Records from a data collection
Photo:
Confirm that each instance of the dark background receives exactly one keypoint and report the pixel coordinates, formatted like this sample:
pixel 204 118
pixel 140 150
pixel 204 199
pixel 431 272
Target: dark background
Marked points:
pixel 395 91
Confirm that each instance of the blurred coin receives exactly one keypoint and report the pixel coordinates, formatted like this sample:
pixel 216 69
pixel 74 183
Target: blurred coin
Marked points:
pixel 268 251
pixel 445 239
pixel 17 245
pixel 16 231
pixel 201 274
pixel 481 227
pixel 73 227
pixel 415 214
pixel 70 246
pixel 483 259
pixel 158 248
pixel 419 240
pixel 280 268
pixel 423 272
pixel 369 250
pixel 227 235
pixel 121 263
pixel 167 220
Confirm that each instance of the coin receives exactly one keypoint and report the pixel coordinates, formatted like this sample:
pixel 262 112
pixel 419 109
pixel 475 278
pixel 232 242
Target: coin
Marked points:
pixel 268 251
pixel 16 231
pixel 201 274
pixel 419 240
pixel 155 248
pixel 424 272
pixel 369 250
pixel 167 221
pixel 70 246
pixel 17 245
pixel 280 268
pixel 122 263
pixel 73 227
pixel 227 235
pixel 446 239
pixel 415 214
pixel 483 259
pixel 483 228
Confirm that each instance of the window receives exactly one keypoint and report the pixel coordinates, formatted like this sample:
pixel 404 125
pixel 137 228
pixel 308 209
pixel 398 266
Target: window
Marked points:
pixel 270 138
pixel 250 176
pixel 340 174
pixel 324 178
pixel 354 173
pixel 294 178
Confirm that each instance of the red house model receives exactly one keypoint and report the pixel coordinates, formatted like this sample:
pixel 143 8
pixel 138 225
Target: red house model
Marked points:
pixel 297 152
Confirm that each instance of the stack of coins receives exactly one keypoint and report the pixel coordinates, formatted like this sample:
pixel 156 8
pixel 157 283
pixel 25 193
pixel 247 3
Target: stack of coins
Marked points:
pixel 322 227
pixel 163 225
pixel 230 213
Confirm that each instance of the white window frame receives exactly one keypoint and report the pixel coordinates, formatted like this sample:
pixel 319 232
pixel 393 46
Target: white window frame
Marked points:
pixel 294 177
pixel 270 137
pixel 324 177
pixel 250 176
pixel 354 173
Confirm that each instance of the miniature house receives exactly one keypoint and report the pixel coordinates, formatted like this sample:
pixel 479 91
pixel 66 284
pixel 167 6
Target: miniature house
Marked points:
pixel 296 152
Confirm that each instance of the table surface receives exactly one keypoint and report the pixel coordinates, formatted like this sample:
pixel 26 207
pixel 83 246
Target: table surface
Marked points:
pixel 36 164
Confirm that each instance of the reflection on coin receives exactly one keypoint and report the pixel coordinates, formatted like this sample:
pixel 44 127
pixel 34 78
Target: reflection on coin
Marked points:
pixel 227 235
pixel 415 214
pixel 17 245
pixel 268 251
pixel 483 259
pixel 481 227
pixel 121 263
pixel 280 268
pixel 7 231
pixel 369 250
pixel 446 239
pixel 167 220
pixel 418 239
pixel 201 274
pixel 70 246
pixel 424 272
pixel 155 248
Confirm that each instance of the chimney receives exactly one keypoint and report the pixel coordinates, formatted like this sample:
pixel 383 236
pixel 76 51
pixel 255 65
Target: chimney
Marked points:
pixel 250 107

◆ YOUR TASK:
Check every line of the data above for the string "stack", and copy those that have it.

◆ TASK ANSWER:
Confirm that each instance of the stack of coins receives exactly one keypoint and report the pixel coordinates, formatted like this sample:
Target: stack of coins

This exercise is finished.